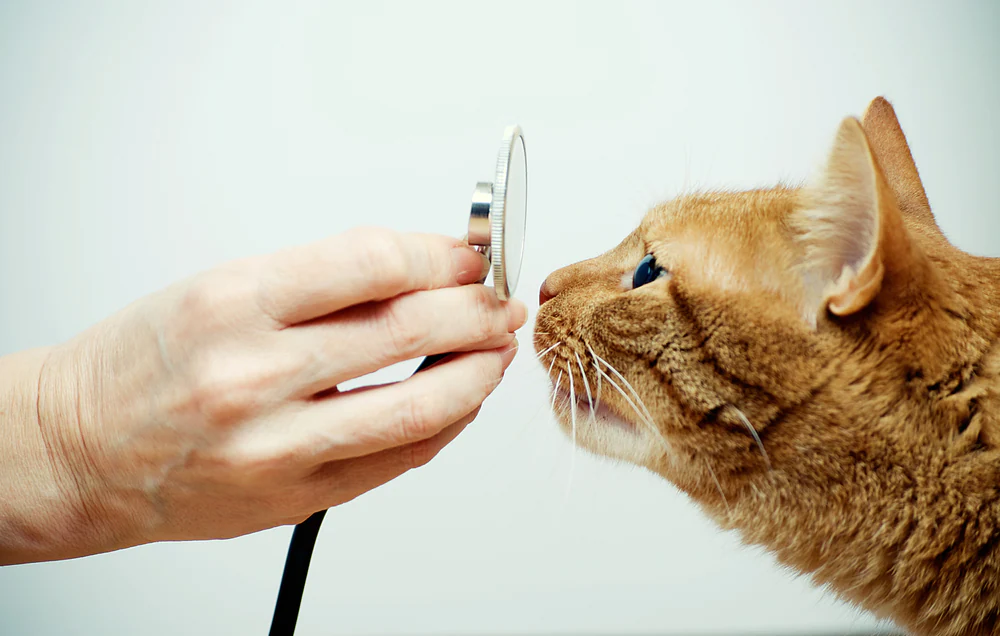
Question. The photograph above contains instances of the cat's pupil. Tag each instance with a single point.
(646, 272)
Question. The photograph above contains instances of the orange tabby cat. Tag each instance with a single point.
(819, 368)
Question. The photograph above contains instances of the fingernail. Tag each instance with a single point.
(470, 265)
(507, 355)
(517, 314)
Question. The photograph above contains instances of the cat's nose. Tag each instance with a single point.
(546, 293)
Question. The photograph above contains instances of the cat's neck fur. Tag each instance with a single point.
(907, 531)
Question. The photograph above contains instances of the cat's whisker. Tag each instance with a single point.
(635, 394)
(542, 354)
(555, 390)
(753, 432)
(597, 399)
(586, 385)
(717, 485)
(572, 417)
(642, 418)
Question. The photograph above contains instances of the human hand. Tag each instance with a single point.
(210, 409)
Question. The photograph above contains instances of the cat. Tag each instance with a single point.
(818, 368)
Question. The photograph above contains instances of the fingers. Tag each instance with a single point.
(359, 266)
(363, 339)
(374, 419)
(338, 482)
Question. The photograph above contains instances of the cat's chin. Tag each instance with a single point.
(602, 430)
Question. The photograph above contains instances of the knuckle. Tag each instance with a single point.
(419, 453)
(382, 259)
(415, 418)
(407, 335)
(490, 372)
(486, 323)
(220, 391)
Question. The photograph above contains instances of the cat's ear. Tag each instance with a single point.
(888, 144)
(848, 227)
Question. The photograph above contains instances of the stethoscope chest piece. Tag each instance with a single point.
(499, 212)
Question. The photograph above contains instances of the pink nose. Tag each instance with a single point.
(545, 294)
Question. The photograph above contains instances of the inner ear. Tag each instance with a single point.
(840, 227)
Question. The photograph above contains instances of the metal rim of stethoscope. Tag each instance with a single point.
(488, 219)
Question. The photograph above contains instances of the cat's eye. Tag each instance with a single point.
(647, 271)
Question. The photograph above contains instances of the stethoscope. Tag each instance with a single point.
(496, 229)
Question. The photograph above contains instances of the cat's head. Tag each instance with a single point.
(786, 331)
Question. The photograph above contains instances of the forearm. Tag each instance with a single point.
(42, 514)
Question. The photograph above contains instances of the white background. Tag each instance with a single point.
(142, 142)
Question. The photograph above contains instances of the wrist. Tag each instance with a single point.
(53, 506)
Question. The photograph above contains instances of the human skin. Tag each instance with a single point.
(210, 409)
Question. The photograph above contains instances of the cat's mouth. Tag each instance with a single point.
(589, 410)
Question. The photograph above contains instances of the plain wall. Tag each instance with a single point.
(142, 142)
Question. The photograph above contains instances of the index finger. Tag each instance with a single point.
(362, 265)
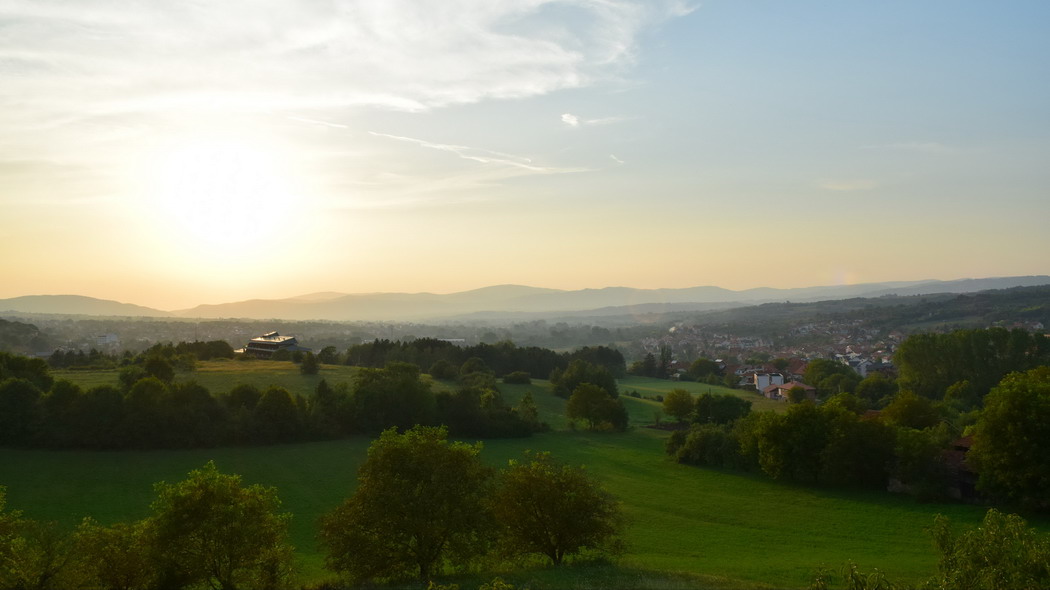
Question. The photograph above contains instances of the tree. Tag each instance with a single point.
(1003, 553)
(555, 510)
(720, 409)
(276, 417)
(664, 369)
(702, 369)
(19, 411)
(678, 403)
(329, 355)
(1009, 439)
(394, 396)
(596, 406)
(160, 367)
(210, 529)
(564, 382)
(116, 557)
(418, 505)
(875, 387)
(310, 364)
(910, 411)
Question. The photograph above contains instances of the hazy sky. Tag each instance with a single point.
(175, 153)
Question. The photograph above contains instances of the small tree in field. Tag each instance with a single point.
(208, 529)
(1002, 553)
(554, 510)
(310, 364)
(418, 505)
(678, 403)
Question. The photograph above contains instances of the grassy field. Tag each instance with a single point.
(690, 527)
(221, 376)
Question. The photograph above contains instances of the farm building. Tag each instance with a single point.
(779, 392)
(266, 345)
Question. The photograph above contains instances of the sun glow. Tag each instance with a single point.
(228, 197)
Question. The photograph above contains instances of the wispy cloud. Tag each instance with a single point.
(573, 121)
(484, 155)
(319, 123)
(406, 55)
(847, 186)
(919, 147)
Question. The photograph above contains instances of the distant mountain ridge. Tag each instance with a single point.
(77, 304)
(509, 299)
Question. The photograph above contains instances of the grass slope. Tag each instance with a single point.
(692, 527)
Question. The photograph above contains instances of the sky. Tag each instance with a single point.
(177, 153)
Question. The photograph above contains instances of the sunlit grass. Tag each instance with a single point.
(689, 527)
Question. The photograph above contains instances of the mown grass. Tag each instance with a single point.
(689, 527)
(221, 376)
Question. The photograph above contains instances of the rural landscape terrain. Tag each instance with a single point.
(694, 514)
(524, 295)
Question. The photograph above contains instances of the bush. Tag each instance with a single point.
(518, 377)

────────────────

_About this exercise_
Every entry should be returned exactly as written, minus the pictures.

_Result for this exercise_
Question. The photograph above contains instances of the cat's pupil. Tag each instance with a single point.
(646, 272)
Question. The photograph above contains instances of the orange tabby cat. Tag each instance with a single point.
(819, 368)
Question. The photograph above contains instances of the fingernail. Tag each instance with a single point.
(470, 265)
(507, 355)
(517, 314)
Question. The photograph above contains instances of the cat's nose. Tag each instance with a single point.
(546, 293)
Question. The photograph above contains instances of the cat's neck fur. Tag each instance with a single point.
(907, 531)
Question. The photograph above contains instances of the cat's whisker. Tag each instance with a single point.
(635, 394)
(542, 354)
(555, 390)
(753, 432)
(597, 399)
(586, 385)
(717, 485)
(572, 417)
(642, 418)
Question. The photograph above contains instances of the human hand. Tag each instance with a single point.
(210, 409)
Question. The photograph above contains instances of the cat. Tag each instance with a single point.
(818, 368)
Question. The photograph above contains instances of the fingers. Tag each instance with a single point.
(359, 266)
(363, 339)
(374, 419)
(338, 482)
Question. The photograph above contains instances of the cat's chin. Tag each instance with a single point.
(602, 430)
Question. The photograph above contains instances of the knuckle. Tag each instance with a single point.
(419, 453)
(382, 259)
(415, 418)
(407, 335)
(490, 372)
(486, 323)
(220, 391)
Question. The photograph above contains instances of the cat's ear. Tag each instance with a single point.
(888, 144)
(848, 227)
Question. The photograph above contains instances of the stethoscope chest piece. Tag each instance with a single point.
(499, 212)
Question. The photograph above contains instances of the pink nose. Tag each instance with a single point.
(545, 294)
Question. The photograph above contains instances of the inner ear. Tag each instance with a single point.
(840, 227)
Question. The photograph above contains instances of the metal rim of stethoscope. Tag each instance with a single point.
(488, 219)
Question. The photograph above contains instances of the cat's eye. Tag each instance with a single point.
(647, 271)
Question. The photograph above contains instances of the stethoscope. Tag each instance with a single point.
(496, 229)
Question. The photograph above contains instances of the cat's head. Tag each instance with a single point.
(786, 331)
Question. The photograph above contains instances of the forearm. Tag each instance with a single point.
(42, 514)
Question. The photograph above contains instances of the white background. Tag each instance with a single point.
(142, 142)
Question. The photograph above contains instances of the wrist. Tag each instance with a single point.
(53, 506)
Question. The photograph above contains instances of the human skin. Tag each instance with a single point.
(210, 409)
Question. The photograph above contains instances of the cat's mouth. Tag each instance with a single point.
(589, 410)
Question. The photograph above contains instances of the plain wall. Tag each instance with a single point.
(142, 142)
Question. The photograph above contains instances of the index finger. Tag each instance with a single point.
(362, 265)
Question. The photograph above contains instances of the tree. Tag each instance with a single point.
(1003, 553)
(555, 510)
(720, 409)
(276, 417)
(664, 369)
(702, 369)
(19, 411)
(678, 403)
(329, 355)
(1009, 439)
(394, 396)
(596, 406)
(160, 367)
(210, 529)
(564, 382)
(116, 557)
(418, 505)
(875, 387)
(310, 364)
(910, 411)
Question. The photograph above contains instances of the hazy sky. Tag each instance with a single point.
(175, 153)
Question. The photograph above contains instances of the small tree in field. Tag each instance with a single point.
(208, 529)
(1002, 553)
(554, 510)
(310, 364)
(418, 505)
(678, 403)
Question. The photograph above contains instances of the grassy field. Tag each instance with a single point.
(690, 527)
(221, 376)
Question. The photograph above contains instances of the farm building. Tag each instance with a single point.
(779, 392)
(266, 345)
Question. The photograph above contains instances of the sun glow. Tag each instance with a single point.
(228, 197)
Question. The photograph above contains instances of the wispy cloud. Tag each instance with a single point.
(573, 121)
(484, 155)
(319, 123)
(406, 55)
(847, 186)
(919, 147)
Question. The photograph above contains instances of the distant mountain ridge. Tag each instance with a single point.
(77, 304)
(509, 299)
Question. The photograph above contains instances of the grass slope. Tag each instance with a single point.
(692, 527)
Question. The photograph above contains instances of the sky. Tag each instance with a single point.
(177, 153)
Question. The photograph above contains instances of the sunlit grass. Tag each instance with a single point.
(689, 527)
Question. The photograph above contains instances of the mown grass. Tag each instance with a single point.
(689, 527)
(221, 376)
Question. The photograph above contains instances of the rural landscape terrain. Tag each instance with a single point.
(694, 514)
(524, 295)
Question. The photograph above contains instances of the bush. Tag each instance with a single point.
(518, 377)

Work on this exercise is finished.